What needs to be done = Output every entry exactly as it appears.

---*---

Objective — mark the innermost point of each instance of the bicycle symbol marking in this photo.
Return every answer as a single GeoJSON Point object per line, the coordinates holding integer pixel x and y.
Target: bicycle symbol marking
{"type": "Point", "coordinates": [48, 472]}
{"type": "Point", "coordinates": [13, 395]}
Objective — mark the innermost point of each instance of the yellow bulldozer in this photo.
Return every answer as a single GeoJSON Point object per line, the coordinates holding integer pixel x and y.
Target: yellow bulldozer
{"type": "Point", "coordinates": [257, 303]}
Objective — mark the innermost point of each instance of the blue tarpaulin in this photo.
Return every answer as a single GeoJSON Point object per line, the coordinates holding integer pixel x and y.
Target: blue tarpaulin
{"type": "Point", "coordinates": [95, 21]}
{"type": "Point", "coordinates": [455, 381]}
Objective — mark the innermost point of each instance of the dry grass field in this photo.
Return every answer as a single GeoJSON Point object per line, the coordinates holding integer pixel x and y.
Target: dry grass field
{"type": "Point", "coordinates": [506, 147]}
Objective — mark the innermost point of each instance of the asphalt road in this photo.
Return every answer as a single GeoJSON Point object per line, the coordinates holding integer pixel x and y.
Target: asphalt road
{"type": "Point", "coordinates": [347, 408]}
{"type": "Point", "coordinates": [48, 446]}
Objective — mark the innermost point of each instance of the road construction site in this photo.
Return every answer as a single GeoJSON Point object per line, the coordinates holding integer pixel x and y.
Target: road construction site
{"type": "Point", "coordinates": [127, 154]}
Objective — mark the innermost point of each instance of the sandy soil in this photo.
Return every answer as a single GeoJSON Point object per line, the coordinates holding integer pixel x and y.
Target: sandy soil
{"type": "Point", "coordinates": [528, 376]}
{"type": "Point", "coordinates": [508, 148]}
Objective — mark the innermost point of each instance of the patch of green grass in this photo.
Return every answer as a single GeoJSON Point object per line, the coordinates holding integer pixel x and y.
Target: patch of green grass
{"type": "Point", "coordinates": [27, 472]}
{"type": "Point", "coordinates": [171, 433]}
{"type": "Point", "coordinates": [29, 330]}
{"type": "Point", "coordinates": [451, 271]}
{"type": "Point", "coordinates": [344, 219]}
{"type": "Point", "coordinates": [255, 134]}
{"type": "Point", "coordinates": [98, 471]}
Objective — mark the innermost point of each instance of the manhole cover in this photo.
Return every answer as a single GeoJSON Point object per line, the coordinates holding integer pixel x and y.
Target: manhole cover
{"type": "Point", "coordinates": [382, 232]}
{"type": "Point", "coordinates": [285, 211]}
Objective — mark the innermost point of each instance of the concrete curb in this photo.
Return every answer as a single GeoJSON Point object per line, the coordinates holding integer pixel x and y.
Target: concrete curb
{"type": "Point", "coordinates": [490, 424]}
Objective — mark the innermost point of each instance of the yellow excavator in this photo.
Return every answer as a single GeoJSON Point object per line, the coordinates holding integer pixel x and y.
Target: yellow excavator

---*---

Task output =
Objective — mark the innermost point of each instance of the bicycle symbol marking in this photo.
Return every answer as a single GeoJSON Point object per line, the coordinates holding integer pixel x and y.
Target: bicycle symbol marking
{"type": "Point", "coordinates": [48, 472]}
{"type": "Point", "coordinates": [13, 395]}
Objective — mark the innermost point of each instance of the yellow bulldozer in this photo.
Return every answer as a single GeoJSON Point object per line, the coordinates holding integer pixel x and y.
Target: yellow bulldozer
{"type": "Point", "coordinates": [257, 303]}
Objective — mark the innermost point of each instance of the blue tarpaulin in this photo.
Return every answer as a single GeoJSON Point object per line, the coordinates holding integer pixel x and y.
Target: blue tarpaulin
{"type": "Point", "coordinates": [95, 21]}
{"type": "Point", "coordinates": [455, 381]}
Objective — mark the innermost point of each instance of the dry grass field in this photo.
Return every answer as a single GeoJSON Point object per line, the coordinates holding integer pixel x and y.
Target: dry grass field
{"type": "Point", "coordinates": [506, 147]}
Objective — mark the innermost point of each instance of the asphalt road in this photo.
Return every answer as a single GeoJSON Point object per line, the coordinates holding integer pixel x and y.
Target: asphalt road
{"type": "Point", "coordinates": [347, 408]}
{"type": "Point", "coordinates": [48, 446]}
Objective — mark the innermost point of each instance of the road construction site in this photo.
Return every answer as a single GeoJSON Point object per line, the coordinates holding integer pixel x and y.
Target: road construction site
{"type": "Point", "coordinates": [127, 154]}
Objective — mark the innermost point of each instance of the sandy soil in this photo.
Return every answer as a single GeoJSON Point object per line, the coordinates holding integer pixel x and y.
Target: sandy soil
{"type": "Point", "coordinates": [528, 376]}
{"type": "Point", "coordinates": [508, 148]}
Objective — mark the innermost point of each instance of the patch of green grass in this photo.
Return every answer as a single GeoJSON Point object per line, the coordinates holding integer pixel x and y.
Target: patch of green grass
{"type": "Point", "coordinates": [27, 472]}
{"type": "Point", "coordinates": [171, 433]}
{"type": "Point", "coordinates": [29, 330]}
{"type": "Point", "coordinates": [451, 271]}
{"type": "Point", "coordinates": [344, 219]}
{"type": "Point", "coordinates": [255, 134]}
{"type": "Point", "coordinates": [98, 471]}
Objective — mark the innermost point of each instance of the manhole cover in this photo.
Return every answer as a single GeoJSON Point object per line, the coordinates holding integer pixel x and y.
Target: manhole cover
{"type": "Point", "coordinates": [382, 232]}
{"type": "Point", "coordinates": [285, 211]}
Objective — mark the innermost point of each instance of the concrete curb in this photo.
Return every answer as a single GeoJSON Point object per line, the coordinates holding integer pixel x and y.
Target: concrete curb
{"type": "Point", "coordinates": [490, 424]}
Objective — mark the innermost point of each instance of the yellow excavator in this photo.
Return every answer as a single GeoJSON Point object per line, the coordinates holding integer pixel x and y.
Target: yellow excavator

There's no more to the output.